In the Square
Personally, we should be willing to read one volume about every street in the City, and should still ask for more.
—Virginia Woolf, “London Revisited” (1916)
Marooned on an island in the middle of a busy junction, a stone woman stoops to fill an urn with water. The drinking fountain on which she kneels has long since run dry; the steps leading down to the public lavatories behind her are boarded up; the elegant parade of Georgian buildings to her right is severed by a busy construction site. She breathes the fumes of cars passing down Guilford Street, which connects Bloomsbury with Clerkenwell and London’s east, while workmen perch on her pedestal to eat their sandwiches. She is a remnant of the past frozen in the present, her name and story buried like the Fleet river on whose banks Guilford Street was built.
Cities are composed of roads and buildings, but also of myths and memories: stories which bring the brick and asphalt to life, and bind the present to the past. For Virginia Woolf, this unassuming statue just outside the entrance to Mecklenburgh Square—the Woman of Samaria, commissioned by a group of sisters in memory of their mother and designed by Henry Darbishire in 1870—was “one of the few pieces of sculpture in the streets of London that is pleasing to the eye.” In a city decorated liberally with images of hoary statesmen in celebration of their service to the Empire, Woolf was intrigued by this anonymous woman, who seemed to represent an alternative, hidden history. “I would venture to guess that Anon, who wrote so many poems without signing them, was often a woman,” Woolf wrote in A Room of One’s Own
. In that book, she describes wandering the streets of London and observing women talking, walking, shopping, and selling; their everyday animation reminds her of “the accumulation of unrecorded life” which historians—in their habitual focus on “the lives of great men”—were yet to chronicle. For Woolf, the statue paid subversive tribute to the forgotten women of London’s past, a small but significant reminder of the figures who have been left out of books, or whose talents were never allowed to reach their full potential, simply because they were women.
In May 1917, T. S. Eliot described for his mother a visit to the American poet Hilda Doolittle, his new colleague on the Egoist
magazine. “London is an amazing place,” he wrote. “One is constantly discovering new quarters; this woman lives in a most beautiful dilapidated old square, which I had never heard of before; a square in the middle of town, near King’s Cross station, but with spacious old gardens about it.” Somehow, Mecklenburgh Square has remained a quiet enclave out on Bloomsbury’s easternmost edge, separated from the better-known garden squares by Coram’s Fields and the brutalist ziggurat of the Brunswick Centre. It is bounded by a graveyard (St. George’s Gardens) and the noisy Gray’s Inn Road, while its central garden—unusually for Bloomsbury—remains locked to nonresidents and hidden behind high hedges. But for D. H. Lawrence, a one-time lodger there, Mecklenburgh Square was the “dark, bristling heart of London.”

Entries supplied ▸

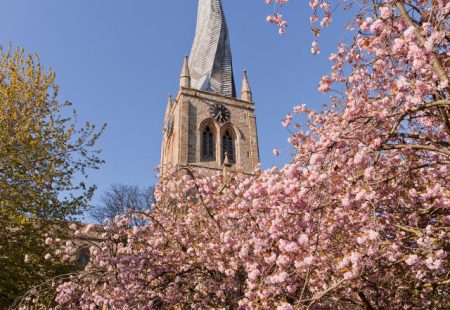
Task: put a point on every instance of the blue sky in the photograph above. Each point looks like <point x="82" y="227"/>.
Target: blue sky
<point x="118" y="60"/>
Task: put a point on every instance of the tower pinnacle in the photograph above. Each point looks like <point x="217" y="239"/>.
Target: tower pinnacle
<point x="210" y="61"/>
<point x="246" y="93"/>
<point x="185" y="76"/>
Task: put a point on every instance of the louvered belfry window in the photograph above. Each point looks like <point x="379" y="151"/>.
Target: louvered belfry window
<point x="228" y="146"/>
<point x="208" y="152"/>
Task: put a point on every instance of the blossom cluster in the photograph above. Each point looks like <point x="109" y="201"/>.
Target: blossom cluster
<point x="359" y="219"/>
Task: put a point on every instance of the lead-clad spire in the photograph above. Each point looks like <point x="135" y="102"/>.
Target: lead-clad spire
<point x="210" y="61"/>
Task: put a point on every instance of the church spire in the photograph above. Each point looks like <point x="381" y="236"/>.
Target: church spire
<point x="210" y="61"/>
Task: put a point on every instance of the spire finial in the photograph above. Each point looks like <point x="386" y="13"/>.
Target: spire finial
<point x="246" y="93"/>
<point x="210" y="60"/>
<point x="185" y="76"/>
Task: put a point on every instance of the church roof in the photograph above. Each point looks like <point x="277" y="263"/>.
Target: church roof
<point x="210" y="61"/>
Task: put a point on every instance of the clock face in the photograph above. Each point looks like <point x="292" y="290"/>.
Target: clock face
<point x="220" y="113"/>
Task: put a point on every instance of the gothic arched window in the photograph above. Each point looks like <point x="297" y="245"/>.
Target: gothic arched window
<point x="228" y="146"/>
<point x="208" y="150"/>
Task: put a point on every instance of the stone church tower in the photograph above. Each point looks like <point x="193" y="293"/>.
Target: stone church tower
<point x="206" y="127"/>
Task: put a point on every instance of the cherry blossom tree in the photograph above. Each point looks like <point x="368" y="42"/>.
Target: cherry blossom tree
<point x="358" y="220"/>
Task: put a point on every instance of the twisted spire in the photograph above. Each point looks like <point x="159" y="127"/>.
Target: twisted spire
<point x="210" y="62"/>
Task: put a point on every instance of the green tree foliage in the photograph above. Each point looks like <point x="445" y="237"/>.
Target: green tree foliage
<point x="42" y="154"/>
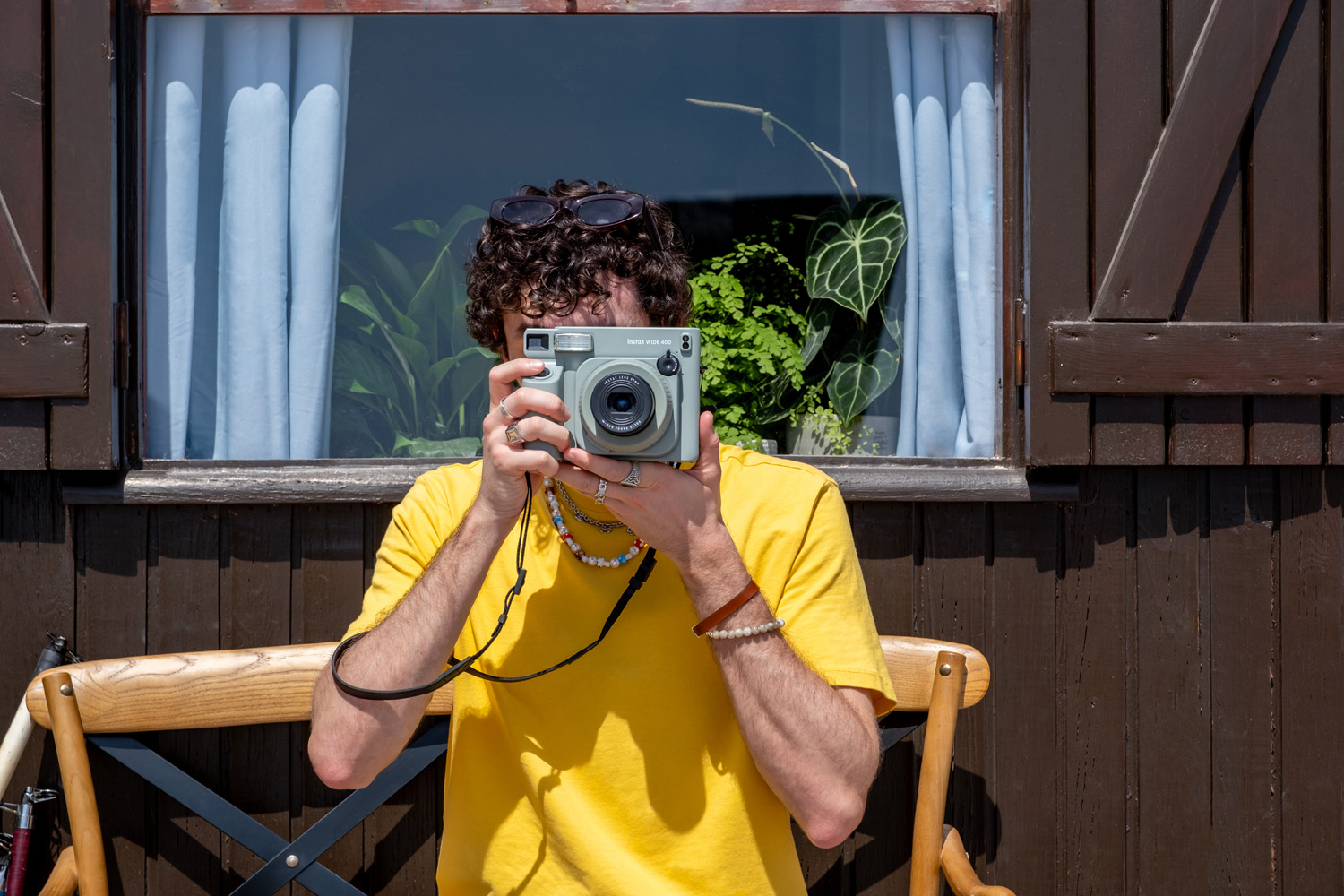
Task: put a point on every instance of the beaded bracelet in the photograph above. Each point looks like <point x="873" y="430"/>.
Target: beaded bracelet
<point x="746" y="633"/>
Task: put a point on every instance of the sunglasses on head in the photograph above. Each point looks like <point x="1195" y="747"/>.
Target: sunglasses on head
<point x="601" y="211"/>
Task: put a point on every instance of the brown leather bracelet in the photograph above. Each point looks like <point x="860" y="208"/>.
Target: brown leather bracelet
<point x="728" y="608"/>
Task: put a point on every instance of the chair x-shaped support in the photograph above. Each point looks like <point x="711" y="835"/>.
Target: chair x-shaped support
<point x="287" y="860"/>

Direction ▸ Reproduce the Mecklenburgh Square passage verbatim, beginning at "Marooned on an" and stopping after "Street was built.".

Exercise response ▸
Marooned on an island in the middle of a busy junction, a stone woman stoops to fill an urn with water. The drinking fountain on which she kneels has long since run dry; the steps leading down to the public lavatories behind her are boarded up; the elegant parade of Georgian buildings to her right is severed by a busy construction site. She breathes the fumes of cars passing down Guilford Street, which connects Bloomsbury with Clerkenwell and London’s east, while workmen perch on her pedestal to eat their sandwiches. She is a remnant of the past frozen in the present, her name and story buried like the Fleet river on whose banks Guilford Street was built.